Contour annotation records

— begin —

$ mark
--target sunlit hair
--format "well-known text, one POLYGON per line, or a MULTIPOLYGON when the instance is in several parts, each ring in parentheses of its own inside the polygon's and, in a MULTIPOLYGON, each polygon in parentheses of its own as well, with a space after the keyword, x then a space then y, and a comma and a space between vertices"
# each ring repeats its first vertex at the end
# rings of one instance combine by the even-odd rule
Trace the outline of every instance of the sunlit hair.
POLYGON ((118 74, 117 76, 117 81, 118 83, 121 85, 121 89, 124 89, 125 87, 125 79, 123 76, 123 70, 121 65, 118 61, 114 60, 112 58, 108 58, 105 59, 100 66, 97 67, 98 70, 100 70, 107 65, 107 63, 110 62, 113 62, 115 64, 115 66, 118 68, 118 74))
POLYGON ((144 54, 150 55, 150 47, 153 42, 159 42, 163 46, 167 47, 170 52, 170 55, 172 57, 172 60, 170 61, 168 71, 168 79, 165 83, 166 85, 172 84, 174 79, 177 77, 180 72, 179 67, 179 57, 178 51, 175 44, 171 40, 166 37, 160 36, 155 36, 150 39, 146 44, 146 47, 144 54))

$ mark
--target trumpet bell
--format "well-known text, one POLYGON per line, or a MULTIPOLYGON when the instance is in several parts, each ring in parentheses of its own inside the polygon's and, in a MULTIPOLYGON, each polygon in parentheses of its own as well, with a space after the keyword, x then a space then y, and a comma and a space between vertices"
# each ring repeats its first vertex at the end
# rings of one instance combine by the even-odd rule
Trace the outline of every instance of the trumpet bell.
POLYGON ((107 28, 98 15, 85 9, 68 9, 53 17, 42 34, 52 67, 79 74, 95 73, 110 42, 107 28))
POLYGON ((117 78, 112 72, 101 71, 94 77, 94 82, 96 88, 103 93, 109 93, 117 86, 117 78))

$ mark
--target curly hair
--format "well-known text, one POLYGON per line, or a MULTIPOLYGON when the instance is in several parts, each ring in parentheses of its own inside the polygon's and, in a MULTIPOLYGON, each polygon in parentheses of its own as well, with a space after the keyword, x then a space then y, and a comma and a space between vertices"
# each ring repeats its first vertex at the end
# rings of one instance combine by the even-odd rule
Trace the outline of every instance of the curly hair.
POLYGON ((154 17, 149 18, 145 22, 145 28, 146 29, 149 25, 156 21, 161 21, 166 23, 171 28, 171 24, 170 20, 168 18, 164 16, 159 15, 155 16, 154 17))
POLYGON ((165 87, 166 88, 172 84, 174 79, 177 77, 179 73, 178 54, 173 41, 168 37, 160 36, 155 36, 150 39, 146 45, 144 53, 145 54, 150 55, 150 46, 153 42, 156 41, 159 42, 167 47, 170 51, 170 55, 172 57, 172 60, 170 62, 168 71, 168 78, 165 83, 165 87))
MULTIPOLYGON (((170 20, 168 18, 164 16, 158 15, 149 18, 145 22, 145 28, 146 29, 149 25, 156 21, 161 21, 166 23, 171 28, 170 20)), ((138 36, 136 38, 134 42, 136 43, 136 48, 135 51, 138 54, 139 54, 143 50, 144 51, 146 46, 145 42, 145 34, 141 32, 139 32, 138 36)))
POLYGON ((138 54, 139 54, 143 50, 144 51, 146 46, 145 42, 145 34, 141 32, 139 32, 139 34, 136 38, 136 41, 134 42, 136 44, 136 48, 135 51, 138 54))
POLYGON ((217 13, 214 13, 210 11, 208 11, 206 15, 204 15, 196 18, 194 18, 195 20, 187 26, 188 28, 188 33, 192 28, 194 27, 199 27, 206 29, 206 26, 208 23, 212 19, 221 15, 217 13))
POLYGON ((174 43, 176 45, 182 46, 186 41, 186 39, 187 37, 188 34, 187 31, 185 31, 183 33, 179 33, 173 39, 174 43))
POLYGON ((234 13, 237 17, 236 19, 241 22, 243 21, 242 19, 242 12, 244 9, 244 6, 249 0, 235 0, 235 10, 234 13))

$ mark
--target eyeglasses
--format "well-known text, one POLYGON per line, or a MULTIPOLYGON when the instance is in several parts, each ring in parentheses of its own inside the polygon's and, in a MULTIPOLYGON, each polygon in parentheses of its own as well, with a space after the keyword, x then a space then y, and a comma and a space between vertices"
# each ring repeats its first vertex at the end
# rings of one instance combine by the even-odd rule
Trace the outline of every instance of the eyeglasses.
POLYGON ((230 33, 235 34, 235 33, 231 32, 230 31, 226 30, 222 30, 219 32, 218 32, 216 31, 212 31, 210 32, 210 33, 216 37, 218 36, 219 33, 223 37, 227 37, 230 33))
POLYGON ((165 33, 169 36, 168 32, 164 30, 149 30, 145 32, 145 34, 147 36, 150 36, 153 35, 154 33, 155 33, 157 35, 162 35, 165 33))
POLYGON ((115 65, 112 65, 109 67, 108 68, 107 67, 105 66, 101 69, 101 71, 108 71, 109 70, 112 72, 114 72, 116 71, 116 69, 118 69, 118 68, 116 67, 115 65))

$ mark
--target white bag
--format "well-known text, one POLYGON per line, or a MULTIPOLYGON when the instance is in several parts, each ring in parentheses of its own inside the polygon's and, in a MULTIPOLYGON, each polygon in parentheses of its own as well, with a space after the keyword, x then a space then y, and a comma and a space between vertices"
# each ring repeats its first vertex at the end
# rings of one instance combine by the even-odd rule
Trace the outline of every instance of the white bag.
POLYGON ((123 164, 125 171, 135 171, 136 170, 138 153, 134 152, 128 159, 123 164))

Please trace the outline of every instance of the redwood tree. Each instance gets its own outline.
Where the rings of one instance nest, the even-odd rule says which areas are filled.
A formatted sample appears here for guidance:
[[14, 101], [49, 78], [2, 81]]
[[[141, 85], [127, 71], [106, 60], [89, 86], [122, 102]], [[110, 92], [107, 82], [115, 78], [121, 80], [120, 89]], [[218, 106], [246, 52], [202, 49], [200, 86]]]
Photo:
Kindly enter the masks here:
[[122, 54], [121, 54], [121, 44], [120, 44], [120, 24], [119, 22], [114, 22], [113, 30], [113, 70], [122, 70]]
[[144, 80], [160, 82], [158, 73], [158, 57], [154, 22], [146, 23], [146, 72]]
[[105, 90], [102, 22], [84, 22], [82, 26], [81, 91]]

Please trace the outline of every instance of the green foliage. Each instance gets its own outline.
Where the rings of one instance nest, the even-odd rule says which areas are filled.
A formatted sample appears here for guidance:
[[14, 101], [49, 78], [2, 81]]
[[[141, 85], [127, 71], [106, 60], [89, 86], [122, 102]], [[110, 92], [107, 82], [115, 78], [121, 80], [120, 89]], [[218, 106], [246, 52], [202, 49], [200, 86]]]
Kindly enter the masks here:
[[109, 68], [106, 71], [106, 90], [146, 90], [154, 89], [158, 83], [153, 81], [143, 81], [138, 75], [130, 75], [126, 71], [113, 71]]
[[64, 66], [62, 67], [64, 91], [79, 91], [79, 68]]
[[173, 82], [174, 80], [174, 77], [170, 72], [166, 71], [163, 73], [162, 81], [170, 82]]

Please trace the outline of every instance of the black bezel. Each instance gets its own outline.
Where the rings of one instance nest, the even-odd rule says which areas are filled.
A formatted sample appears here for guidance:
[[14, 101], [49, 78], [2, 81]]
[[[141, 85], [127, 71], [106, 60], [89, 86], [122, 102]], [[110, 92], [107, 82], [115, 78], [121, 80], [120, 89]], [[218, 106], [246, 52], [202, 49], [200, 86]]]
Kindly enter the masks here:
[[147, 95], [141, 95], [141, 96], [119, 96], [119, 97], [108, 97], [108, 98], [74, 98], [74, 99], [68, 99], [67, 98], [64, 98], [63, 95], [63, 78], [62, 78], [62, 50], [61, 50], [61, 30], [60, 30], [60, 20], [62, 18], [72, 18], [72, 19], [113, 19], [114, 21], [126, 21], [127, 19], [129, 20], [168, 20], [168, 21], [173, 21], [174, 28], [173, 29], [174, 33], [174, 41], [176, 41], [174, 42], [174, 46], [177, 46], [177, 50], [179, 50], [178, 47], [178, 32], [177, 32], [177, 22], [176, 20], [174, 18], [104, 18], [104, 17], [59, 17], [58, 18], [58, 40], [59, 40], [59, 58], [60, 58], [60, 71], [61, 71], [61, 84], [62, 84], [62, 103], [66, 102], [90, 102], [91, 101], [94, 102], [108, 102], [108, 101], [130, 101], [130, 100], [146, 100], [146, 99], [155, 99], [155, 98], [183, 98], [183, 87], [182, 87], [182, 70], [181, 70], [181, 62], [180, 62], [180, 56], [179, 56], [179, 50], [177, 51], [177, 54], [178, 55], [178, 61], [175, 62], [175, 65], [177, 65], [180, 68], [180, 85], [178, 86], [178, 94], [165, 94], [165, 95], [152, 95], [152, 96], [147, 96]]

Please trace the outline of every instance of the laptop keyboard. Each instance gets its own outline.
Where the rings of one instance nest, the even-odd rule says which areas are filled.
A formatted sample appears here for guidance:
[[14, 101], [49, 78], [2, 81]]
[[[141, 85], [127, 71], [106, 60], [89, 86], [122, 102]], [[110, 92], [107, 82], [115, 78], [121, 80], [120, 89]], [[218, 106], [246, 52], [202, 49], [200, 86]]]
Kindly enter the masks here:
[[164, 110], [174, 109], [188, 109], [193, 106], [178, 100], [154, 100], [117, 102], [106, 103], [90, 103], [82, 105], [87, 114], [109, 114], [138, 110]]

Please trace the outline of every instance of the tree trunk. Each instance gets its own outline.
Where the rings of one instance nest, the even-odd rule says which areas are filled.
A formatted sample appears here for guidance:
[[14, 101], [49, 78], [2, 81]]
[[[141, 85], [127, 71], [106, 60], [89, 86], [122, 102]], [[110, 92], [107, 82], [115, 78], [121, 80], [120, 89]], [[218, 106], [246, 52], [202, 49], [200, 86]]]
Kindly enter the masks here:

— end —

Copy everything from the line containing "Please trace the outline of every instance of the black" down to the line containing "114], [138, 110]]", both ends included.

> [RESULT FOR THIS TASK]:
Please trace the outline of every instance of the black bezel. Each instance gets its own outline.
Where the rings of one instance nest, the even-odd rule says which areas are filled.
A formatted sample appears here for guidance:
[[14, 101], [49, 78], [2, 81]]
[[[141, 85], [127, 71], [106, 60], [89, 86], [122, 102]], [[110, 92], [107, 82], [115, 78], [121, 80], [120, 89]], [[218, 106], [246, 52], [202, 49], [200, 86]]]
Kindly enter the masks here:
[[147, 95], [141, 95], [141, 96], [119, 96], [119, 97], [108, 97], [108, 98], [74, 98], [74, 99], [68, 99], [67, 98], [64, 98], [63, 95], [63, 78], [62, 78], [62, 50], [61, 50], [61, 30], [60, 30], [60, 20], [62, 18], [72, 18], [72, 19], [113, 19], [114, 21], [126, 21], [127, 19], [129, 20], [168, 20], [168, 21], [173, 21], [174, 28], [173, 29], [174, 33], [174, 41], [176, 41], [174, 42], [174, 46], [177, 46], [177, 50], [179, 50], [178, 47], [178, 32], [177, 32], [177, 22], [176, 20], [174, 18], [104, 18], [104, 17], [59, 17], [58, 18], [58, 40], [59, 40], [59, 58], [60, 58], [60, 71], [61, 71], [61, 84], [62, 84], [62, 103], [66, 102], [90, 102], [91, 101], [94, 102], [108, 102], [108, 101], [130, 101], [130, 100], [146, 100], [146, 99], [155, 99], [155, 98], [183, 98], [183, 87], [182, 87], [182, 70], [181, 70], [181, 62], [180, 62], [180, 56], [179, 56], [179, 50], [177, 51], [177, 54], [178, 55], [178, 61], [175, 62], [175, 65], [177, 65], [180, 68], [180, 85], [178, 86], [178, 94], [165, 94], [165, 95], [152, 95], [152, 96], [147, 96]]

Please trace the outline of every instance of the laptop keyboard. Each instance gets its own outline.
Where the rings of one instance nest, the even-odd rule says which areas are filled.
A formatted sample appears here for guidance:
[[14, 101], [49, 78], [2, 81]]
[[[141, 85], [127, 71], [106, 60], [89, 86], [122, 102]], [[110, 92], [107, 82], [115, 78], [121, 80], [120, 89]], [[218, 106], [246, 52], [202, 49], [200, 86]]]
Kindly enter the masks here:
[[164, 110], [174, 109], [188, 109], [193, 106], [178, 100], [154, 100], [117, 102], [106, 103], [90, 103], [82, 105], [87, 114], [109, 114], [138, 110]]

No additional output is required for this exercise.